| Aim of the exercise |
Retype the records below exactly. Leave nothing out.
(Stored data begins)
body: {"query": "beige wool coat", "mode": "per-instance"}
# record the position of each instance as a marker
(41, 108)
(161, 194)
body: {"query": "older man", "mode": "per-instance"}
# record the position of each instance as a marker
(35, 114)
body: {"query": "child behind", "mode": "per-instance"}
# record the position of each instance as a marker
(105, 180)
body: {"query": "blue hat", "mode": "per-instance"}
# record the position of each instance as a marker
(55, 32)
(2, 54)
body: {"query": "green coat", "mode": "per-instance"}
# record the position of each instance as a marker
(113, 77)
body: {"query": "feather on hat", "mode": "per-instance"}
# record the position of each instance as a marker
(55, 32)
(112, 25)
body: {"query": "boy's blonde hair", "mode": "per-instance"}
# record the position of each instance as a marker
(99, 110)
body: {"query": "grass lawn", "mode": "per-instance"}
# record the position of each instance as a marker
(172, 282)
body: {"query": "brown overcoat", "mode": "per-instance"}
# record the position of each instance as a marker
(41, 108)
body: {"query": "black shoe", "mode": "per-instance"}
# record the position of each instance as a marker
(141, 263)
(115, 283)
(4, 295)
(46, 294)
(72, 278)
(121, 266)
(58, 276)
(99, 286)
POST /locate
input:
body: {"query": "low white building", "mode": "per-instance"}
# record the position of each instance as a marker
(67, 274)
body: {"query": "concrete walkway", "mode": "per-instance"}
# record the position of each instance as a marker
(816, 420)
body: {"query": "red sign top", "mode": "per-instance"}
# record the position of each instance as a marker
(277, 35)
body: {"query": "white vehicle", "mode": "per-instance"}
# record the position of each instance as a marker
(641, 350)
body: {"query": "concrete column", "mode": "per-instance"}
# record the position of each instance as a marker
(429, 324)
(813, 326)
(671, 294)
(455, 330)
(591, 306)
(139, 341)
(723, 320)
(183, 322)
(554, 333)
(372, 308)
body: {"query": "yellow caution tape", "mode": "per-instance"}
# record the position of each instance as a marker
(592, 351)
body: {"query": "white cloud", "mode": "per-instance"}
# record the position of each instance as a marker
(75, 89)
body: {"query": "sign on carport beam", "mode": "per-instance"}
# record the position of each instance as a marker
(Stored data ends)
| Answer space |
body: {"query": "beige wool coat", "mode": "per-instance"}
# record the position of each instance as a marker
(41, 108)
(161, 194)
body: {"query": "older man", "mode": "per-instance"}
# record the position of each instance as a marker
(35, 114)
body: {"query": "child behind", "mode": "per-instance"}
# record the position of each instance as a marker
(105, 180)
body: {"query": "blue hat", "mode": "per-instance"}
# record the position of each instance as a marker
(55, 32)
(2, 54)
body: {"query": "green coat", "mode": "per-instance"}
# record the position of each instance as a marker
(113, 77)
body: {"query": "feather on hat", "mode": "per-instance"}
# record the position of each instance as a marker
(55, 32)
(112, 25)
body: {"query": "boy's blonde hair", "mode": "per-instance"}
# record the position of each instance as a marker
(99, 110)
body: {"query": "grass lawn", "mode": "per-instance"}
# record the position of each instance as a marker
(172, 282)
body: {"query": "brown overcoat", "mode": "per-instance"}
# record the position of each instance as a marker
(41, 108)
body: {"query": "black shoe", "mode": "per-instance"}
# record the position of each instance as a marker
(141, 263)
(115, 283)
(4, 295)
(46, 294)
(72, 278)
(121, 266)
(58, 276)
(99, 286)
POST /locate
input:
body: {"query": "low white building", "mode": "per-instance"}
# record the position of each instance as a marker
(67, 274)
body: {"query": "concrete walkway", "mode": "per-instance"}
# record the position of each instance as a marker
(816, 420)
body: {"query": "red sign top", "mode": "per-instance"}
# record the position of each instance as a marker
(277, 35)
body: {"query": "white vehicle", "mode": "per-instance"}
# record the position of each instance as a marker
(641, 350)
body: {"query": "concrete column", "mode": "per-instance"}
# record the position of each instance as a marker
(429, 324)
(813, 326)
(671, 294)
(455, 330)
(591, 306)
(139, 341)
(723, 320)
(183, 322)
(554, 333)
(372, 308)
body: {"query": "yellow caution tape", "mode": "per-instance"}
# record the position of each instance as a marker
(592, 351)
body: {"query": "white cloud", "mode": "per-instance"}
# record the position of each instance as a marker
(75, 89)
body: {"query": "sign on carport beam", "mode": "per-instance"}
# record the position of each instance as a marker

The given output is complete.